==== Given data

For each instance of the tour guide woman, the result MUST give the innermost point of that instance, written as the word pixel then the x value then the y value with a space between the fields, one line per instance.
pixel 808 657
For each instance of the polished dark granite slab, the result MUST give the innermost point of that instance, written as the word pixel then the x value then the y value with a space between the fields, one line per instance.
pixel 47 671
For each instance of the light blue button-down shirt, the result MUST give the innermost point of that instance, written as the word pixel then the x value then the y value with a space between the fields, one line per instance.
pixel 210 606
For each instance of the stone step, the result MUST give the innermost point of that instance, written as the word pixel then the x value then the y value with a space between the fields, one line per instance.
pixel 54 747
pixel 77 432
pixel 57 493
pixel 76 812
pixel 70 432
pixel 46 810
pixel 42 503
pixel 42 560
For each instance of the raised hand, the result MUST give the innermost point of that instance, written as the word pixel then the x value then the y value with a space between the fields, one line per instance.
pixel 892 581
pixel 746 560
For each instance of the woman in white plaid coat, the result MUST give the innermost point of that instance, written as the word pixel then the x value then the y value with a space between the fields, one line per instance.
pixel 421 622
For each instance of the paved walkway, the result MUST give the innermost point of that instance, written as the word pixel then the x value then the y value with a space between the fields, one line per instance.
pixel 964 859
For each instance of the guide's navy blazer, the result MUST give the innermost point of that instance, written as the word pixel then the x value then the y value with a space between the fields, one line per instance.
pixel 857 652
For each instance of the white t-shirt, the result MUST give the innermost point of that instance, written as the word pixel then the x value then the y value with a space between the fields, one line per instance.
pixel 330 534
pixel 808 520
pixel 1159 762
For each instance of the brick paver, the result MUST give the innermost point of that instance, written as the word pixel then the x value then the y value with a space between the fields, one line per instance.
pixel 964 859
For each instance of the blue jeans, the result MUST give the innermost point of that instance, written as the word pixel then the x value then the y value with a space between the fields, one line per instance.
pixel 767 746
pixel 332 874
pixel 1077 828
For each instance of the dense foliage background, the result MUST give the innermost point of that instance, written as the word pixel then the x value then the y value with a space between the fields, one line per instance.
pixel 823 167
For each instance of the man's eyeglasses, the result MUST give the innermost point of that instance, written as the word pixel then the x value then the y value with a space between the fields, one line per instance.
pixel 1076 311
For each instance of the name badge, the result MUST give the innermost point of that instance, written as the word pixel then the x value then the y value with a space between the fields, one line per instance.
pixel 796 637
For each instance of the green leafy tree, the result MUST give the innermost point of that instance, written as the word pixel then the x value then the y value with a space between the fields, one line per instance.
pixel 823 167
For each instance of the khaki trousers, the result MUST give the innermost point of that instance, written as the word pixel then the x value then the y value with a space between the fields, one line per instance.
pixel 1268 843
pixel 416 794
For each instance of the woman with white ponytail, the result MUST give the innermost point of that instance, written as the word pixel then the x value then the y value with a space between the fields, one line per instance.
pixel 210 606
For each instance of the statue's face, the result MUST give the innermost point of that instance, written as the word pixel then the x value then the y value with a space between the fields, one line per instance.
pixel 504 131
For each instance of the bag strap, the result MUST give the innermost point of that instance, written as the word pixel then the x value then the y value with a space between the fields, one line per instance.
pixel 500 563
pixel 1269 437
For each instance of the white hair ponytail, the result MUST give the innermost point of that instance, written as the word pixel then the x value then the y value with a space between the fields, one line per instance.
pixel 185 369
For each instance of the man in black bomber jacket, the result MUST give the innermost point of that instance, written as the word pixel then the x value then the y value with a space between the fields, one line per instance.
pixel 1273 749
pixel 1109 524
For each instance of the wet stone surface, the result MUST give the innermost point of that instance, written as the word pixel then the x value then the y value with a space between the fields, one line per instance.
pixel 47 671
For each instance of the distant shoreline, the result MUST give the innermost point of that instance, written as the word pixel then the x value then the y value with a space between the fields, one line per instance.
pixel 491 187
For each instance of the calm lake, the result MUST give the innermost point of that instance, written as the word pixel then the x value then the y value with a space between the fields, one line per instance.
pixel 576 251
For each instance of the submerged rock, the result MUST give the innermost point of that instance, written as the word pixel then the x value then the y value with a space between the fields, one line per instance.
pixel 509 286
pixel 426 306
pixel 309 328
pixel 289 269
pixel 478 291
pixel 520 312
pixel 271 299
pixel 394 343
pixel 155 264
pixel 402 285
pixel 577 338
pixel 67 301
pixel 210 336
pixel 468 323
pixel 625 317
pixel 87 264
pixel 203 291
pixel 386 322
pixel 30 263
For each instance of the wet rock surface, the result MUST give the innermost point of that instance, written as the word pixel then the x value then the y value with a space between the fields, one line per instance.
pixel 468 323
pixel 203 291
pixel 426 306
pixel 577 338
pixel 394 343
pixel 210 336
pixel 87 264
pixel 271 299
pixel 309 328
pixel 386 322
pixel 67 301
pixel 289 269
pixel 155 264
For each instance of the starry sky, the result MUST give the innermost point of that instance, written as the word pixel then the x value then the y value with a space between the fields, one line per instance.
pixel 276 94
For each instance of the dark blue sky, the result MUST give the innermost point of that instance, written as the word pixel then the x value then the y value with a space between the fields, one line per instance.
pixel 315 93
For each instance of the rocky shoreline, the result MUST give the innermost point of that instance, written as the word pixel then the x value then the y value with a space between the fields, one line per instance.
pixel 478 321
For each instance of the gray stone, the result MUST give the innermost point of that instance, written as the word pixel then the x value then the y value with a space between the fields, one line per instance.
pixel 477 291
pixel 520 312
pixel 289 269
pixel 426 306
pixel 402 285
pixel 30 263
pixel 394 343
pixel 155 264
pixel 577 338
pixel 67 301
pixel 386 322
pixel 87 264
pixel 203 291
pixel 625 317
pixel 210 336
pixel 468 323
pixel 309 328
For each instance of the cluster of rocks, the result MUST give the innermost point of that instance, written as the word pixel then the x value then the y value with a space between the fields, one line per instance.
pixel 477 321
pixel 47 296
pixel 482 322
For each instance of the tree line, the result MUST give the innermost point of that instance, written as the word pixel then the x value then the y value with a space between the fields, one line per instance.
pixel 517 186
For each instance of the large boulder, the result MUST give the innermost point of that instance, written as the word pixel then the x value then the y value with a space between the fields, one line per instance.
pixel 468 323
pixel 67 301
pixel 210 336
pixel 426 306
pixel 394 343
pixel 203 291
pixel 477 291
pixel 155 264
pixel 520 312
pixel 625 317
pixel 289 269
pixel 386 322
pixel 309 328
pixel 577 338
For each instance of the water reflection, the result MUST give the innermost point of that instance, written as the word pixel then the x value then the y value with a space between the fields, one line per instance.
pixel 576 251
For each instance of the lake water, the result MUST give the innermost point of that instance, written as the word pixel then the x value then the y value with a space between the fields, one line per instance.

========

Activity | Each line of the material above needs repeating verbatim.

Your solution |
For each instance of the tour guide woman, the result MUST give the innermost point of that instance, written as the word pixel then the x value then the y value with a space between the fields, one line per instance.
pixel 808 657
For each instance of the polished dark granite slab, the result MUST give the innermost point of that instance, written as the word pixel then the x value then the y value with a space between the fields, one line per instance.
pixel 47 671
For each instance of the light blue button-down shirt, the result MUST give the innermost point of that instance, written as the word pixel then the x value then the y value with a space between the fields, one line per instance.
pixel 210 606
For each instance of the stone step, the result MUST give the innermost point of that instance, written as the word pixel then the x value then the y value with a space between the fields, one line per instance.
pixel 54 747
pixel 77 432
pixel 57 493
pixel 76 812
pixel 70 432
pixel 46 810
pixel 42 503
pixel 42 560
For each instance of the raised hand, the result MUST give the innermost point of that instance, written as the word pixel then the x value then the y value with a space between the fields, one line per instance.
pixel 892 581
pixel 746 560
For each instance of the woman in white plaid coat, the result MUST give the innermost point of that instance, written as the word pixel then the x value then the y value with a space between the fields, one line per instance.
pixel 421 622
For each instance of the paved walkway, the result MUST give the innermost point of that instance, written as the word pixel then the x value then the y value with a space between the fields, one line per instance.
pixel 964 859
For each instance of the guide's navy blazer, the result MUST give the innermost point of that instance, written as the word pixel then the x value then the y value with a space between the fields, one line per instance.
pixel 857 652
For each instance of the white t-shirt, the result MUST give the innermost point of that instance, written as the word pixel then the x value then the y value with a space between the fields, one line per instance.
pixel 330 534
pixel 808 520
pixel 1159 762
For each instance of the brick paver, the result MUST give the innermost point of that instance, written as the word pixel then the x value then the y value with a space between the fields, one line per instance.
pixel 964 859
For each instance of the blue jeans, the result MUST give the innermost point of that instance, written as the word pixel then the x value then the y value with a space between the fields, one line per instance.
pixel 767 746
pixel 332 874
pixel 1077 828
For each instance of the dense foliage background, the result MUST give the innermost point of that instance, written as the word pixel then the x value then the y value with a space between the fields, one line per instance.
pixel 823 167
For each instance of the man's eyeglasses, the result MUST give the innermost point of that instance, written as the word pixel then the x value then the y value with a space between the fields, one line per instance.
pixel 1076 311
For each instance of the name badge, the result MUST give the innermost point of that instance, written as the word pixel then the x value then the y value with a space between the fields, one line per instance.
pixel 796 637
For each instance of the green leafy tree, the result MUST give the innermost point of that instance, written as the word pixel then the x value then the y value with a space between the fields, one line per instance.
pixel 823 167
For each instance of the khaki trousers, the result MUST give the innermost point of that instance, written as the word pixel then the x value then the y value with a space between the fields, one line per instance.
pixel 1268 843
pixel 416 794
For each instance of the woman with white ponytail, the result MUST give the innermost point of that instance, written as the word pixel then the x value then the y value with a space between the fields, one line per instance.
pixel 210 606
For each instance of the statue's face, the result MUST give the innermost point of that instance, written as the word pixel then the x value then the y value with a space between the fields, one line per instance.
pixel 504 131
For each instance of the bag strap, the result MUST give the innermost point of that instance, written as the word pixel then the x value then the y value with a space between the fields, one line per instance.
pixel 500 563
pixel 1269 437
For each instance of the white hair ponytail, the result MUST give the innermost point of that instance, written as the word pixel then the x value then the y value with a space between the fields, one line per instance.
pixel 185 369
For each instance of the man in black bomber jacket, the result MUST give the innermost point of that instance, written as the word pixel then the x value then the y value with a space between the fields, one line per instance.
pixel 1273 749
pixel 1109 524
For each instance of the wet stone surface, the result MUST give the innermost point of that instance, written as the word pixel then the x value then the y value with a space between the fields, one line per instance.
pixel 47 671
For each instance of the distant shoreline, the result MUST give the innermost point of that instance, written as the word pixel then the x value then the y value with a space between the fields, one line per instance.
pixel 491 187
For each instance of the calm lake, the result MUST give the innermost point of that instance, written as the word pixel then the x value then the y value with a space between the fields, one line per instance.
pixel 576 251
For each instance of the submerged rock, the result MUST give the innermost point of that instance, written as the word pixel then the x value then the y value with a space between the fields, one line per instance.
pixel 509 286
pixel 426 306
pixel 309 328
pixel 289 269
pixel 478 291
pixel 520 312
pixel 271 299
pixel 394 343
pixel 155 264
pixel 402 285
pixel 577 338
pixel 67 301
pixel 210 336
pixel 468 323
pixel 625 317
pixel 87 264
pixel 203 291
pixel 386 322
pixel 30 263
For each instance of the wet rock surface, the result MUST give the innermost point of that instance, written as the word pixel then the x value then the y value with a space between the fields, one line per instance.
pixel 468 323
pixel 203 291
pixel 426 306
pixel 577 338
pixel 394 343
pixel 210 336
pixel 87 264
pixel 271 299
pixel 309 328
pixel 386 322
pixel 67 301
pixel 289 269
pixel 155 264
For each instance of the starry sky, the result MUST give the innermost point of that instance, written as the word pixel then the x value then the y value with a space between the fields, one line per instance.
pixel 276 94
For each instance of the dark blue sky, the result MUST give the innermost point of that instance, written as the word pixel then the x value then the y value with a space between the fields, one line per instance.
pixel 315 93
For each instance of the rocky shoreline, the result MUST give the innermost point of that instance, written as the word pixel then the x value then the y value with a space between the fields, one line per instance.
pixel 478 321
For each instance of the gray stone, the result MUST give the innermost point of that instance, written as the word pixel then the x value then the y value with a space between the fields, one line per instance.
pixel 477 291
pixel 520 312
pixel 289 269
pixel 426 306
pixel 402 285
pixel 30 263
pixel 394 343
pixel 155 264
pixel 577 338
pixel 67 301
pixel 386 322
pixel 87 264
pixel 203 291
pixel 625 317
pixel 210 336
pixel 468 323
pixel 309 328
For each instance of the cluster of rocks, the result MUST give the innermost point of that instance, written as the word pixel then the x value then the y value with a space between the fields, one line per instance.
pixel 477 321
pixel 47 296
pixel 482 322
For each instance of the tree line, the result MUST give the innermost point of that instance, written as the word pixel then the x value then the y value with a space between the fields, one line per instance.
pixel 517 186
For each instance of the large boulder, the result MUST give the innermost point of that instance, written as the word pixel then the x value then the y value with a space between the fields, one line per instance.
pixel 468 323
pixel 67 301
pixel 210 336
pixel 426 306
pixel 394 343
pixel 203 291
pixel 477 291
pixel 155 264
pixel 520 312
pixel 625 317
pixel 289 269
pixel 386 322
pixel 309 328
pixel 577 338
For each instance of the water reflection, the result MUST give the innermost point of that instance, written as the word pixel then the x value then the y value with a space between the fields, one line per instance.
pixel 576 251
For each instance of the lake water, the result MUST give the innermost point of that instance, written as the word pixel then the x value then the y value with a space between the fields, one line per instance.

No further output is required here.